___ PASSAGE SHOWN ___

In this week’s MoneyDo, we suggest that you consider the pros and cons of these different options so that you can make an educated decision for your old 401(k).
Although taking a lump sum and cashing out the account may be tempting, there are downsides to this option. There could be mandatory taxes withheld along with possible penalties for withdrawal. The lump sum option also reduces the funds earmarked for your future retirement. Due to this, cashing out your 401(k) is usually not the best option.
Rolling over your 401(k) to an IRA can be a good option. This strategy can simplify your financial life by consolidating the funds with other pre-tax dollars you’ve saved. This is especially true if you have multiple old 401(k)’s from previous employers. If that’s your situation, you’ll face added complexity from having several old accounts held at various financial institutions, all being managed by various people. Consolidating these accounts into a single IRA offers simplicity and eases ongoing management.

___ SUPPLIED DATA ___

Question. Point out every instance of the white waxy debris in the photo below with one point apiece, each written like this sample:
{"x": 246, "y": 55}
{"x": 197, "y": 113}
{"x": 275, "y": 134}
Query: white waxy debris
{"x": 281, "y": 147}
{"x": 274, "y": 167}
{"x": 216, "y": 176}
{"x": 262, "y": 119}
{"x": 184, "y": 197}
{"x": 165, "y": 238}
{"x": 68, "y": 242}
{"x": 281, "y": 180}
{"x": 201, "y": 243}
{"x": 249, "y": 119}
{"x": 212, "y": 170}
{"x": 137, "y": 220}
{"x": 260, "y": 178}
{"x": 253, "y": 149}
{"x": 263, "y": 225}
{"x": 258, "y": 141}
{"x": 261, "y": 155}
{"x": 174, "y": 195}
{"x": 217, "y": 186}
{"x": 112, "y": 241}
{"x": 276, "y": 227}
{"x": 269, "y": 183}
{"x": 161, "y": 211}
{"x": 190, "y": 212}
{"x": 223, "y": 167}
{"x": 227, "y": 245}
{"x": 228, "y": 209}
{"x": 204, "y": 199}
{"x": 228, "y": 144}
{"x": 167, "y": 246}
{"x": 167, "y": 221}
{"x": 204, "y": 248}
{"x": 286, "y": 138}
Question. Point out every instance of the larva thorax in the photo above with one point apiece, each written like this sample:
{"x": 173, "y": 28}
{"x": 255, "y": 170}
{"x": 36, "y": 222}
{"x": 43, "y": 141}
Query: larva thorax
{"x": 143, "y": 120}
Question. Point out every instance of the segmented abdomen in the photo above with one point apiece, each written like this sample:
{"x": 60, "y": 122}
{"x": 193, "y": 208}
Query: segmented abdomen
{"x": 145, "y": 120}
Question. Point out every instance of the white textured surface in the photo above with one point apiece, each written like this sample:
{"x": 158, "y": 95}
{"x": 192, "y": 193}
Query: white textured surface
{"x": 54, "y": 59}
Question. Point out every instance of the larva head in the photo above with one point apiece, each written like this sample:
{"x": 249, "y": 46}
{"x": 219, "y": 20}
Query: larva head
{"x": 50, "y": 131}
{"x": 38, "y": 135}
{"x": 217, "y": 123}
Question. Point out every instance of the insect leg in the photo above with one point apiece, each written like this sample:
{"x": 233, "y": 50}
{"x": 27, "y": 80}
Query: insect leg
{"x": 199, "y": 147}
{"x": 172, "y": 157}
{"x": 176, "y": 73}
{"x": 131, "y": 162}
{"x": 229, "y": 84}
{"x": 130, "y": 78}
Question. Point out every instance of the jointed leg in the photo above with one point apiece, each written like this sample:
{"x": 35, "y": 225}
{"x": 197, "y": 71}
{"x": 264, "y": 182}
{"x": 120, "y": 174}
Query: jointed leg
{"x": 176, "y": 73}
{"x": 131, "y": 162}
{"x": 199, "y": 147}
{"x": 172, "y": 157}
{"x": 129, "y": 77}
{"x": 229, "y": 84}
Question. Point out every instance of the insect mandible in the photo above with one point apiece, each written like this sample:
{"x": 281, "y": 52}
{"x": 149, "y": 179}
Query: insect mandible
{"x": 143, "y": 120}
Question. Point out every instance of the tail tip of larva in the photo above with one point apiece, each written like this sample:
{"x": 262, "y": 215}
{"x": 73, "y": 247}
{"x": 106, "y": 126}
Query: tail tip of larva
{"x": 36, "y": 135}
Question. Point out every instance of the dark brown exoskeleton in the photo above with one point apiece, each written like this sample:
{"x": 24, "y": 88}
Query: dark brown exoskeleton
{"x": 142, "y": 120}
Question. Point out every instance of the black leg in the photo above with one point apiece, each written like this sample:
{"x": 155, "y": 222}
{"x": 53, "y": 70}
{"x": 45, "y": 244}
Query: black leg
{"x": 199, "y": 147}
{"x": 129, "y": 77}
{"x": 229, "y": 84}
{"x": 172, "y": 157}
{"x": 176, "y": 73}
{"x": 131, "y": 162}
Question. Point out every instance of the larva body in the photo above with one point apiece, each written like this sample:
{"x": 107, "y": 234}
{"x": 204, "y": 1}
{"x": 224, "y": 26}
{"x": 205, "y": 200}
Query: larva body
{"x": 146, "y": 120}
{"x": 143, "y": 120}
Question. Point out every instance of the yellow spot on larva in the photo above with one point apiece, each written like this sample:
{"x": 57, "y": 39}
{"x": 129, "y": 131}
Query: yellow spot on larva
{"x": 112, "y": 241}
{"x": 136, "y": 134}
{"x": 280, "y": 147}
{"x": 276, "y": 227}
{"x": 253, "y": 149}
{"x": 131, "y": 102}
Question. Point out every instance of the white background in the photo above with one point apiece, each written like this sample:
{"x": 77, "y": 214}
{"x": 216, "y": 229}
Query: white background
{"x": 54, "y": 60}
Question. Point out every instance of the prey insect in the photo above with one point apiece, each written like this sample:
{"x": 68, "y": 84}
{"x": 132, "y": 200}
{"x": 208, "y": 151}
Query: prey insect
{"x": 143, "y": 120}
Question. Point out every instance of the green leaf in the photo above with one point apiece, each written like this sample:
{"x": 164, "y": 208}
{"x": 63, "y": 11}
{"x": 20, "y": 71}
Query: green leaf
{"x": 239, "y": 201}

___
___ SUPPLIED DATA ___

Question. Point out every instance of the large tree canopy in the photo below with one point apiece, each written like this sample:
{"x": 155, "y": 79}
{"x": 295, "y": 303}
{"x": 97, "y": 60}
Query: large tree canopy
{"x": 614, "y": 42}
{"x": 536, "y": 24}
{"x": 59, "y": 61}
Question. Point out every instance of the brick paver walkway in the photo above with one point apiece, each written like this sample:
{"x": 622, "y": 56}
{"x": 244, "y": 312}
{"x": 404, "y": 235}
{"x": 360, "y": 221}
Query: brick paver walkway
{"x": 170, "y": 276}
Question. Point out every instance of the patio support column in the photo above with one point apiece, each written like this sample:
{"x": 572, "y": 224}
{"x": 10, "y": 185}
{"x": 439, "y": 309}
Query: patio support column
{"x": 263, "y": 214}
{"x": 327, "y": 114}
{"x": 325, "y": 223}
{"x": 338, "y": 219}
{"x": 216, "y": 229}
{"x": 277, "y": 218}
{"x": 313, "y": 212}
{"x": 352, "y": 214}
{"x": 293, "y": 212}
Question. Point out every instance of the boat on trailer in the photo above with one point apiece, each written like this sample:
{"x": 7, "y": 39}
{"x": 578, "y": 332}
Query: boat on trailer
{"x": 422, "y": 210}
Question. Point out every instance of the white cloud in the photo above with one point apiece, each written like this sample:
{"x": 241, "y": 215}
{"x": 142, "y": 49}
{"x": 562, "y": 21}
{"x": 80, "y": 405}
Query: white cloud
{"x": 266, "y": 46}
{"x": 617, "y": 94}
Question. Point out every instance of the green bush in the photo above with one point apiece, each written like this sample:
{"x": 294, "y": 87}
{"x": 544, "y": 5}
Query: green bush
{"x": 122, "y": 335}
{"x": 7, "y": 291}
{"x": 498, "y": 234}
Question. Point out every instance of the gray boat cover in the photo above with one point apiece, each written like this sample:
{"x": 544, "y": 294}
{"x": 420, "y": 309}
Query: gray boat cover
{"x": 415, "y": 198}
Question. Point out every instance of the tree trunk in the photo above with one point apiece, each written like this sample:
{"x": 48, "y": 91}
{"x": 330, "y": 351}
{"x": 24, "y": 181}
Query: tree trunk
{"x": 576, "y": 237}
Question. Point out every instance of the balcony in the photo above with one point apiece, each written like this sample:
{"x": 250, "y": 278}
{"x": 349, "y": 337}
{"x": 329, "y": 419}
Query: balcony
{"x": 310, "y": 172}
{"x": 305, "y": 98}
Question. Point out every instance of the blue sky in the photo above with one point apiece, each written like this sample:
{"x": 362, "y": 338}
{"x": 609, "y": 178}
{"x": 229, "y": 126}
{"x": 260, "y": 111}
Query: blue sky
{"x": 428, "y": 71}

___

* GIVEN EXERCISE *
Print the passage on options for an old 401(k) word for word, starting at "Although taking a" and continuing up to and including "the best option.".

* RESULT *
Although taking a lump sum and cashing out the account may be tempting, there are downsides to this option. There could be mandatory taxes withheld along with possible penalties for withdrawal. The lump sum option also reduces the funds earmarked for your future retirement. Due to this, cashing out your 401(k) is usually not the best option.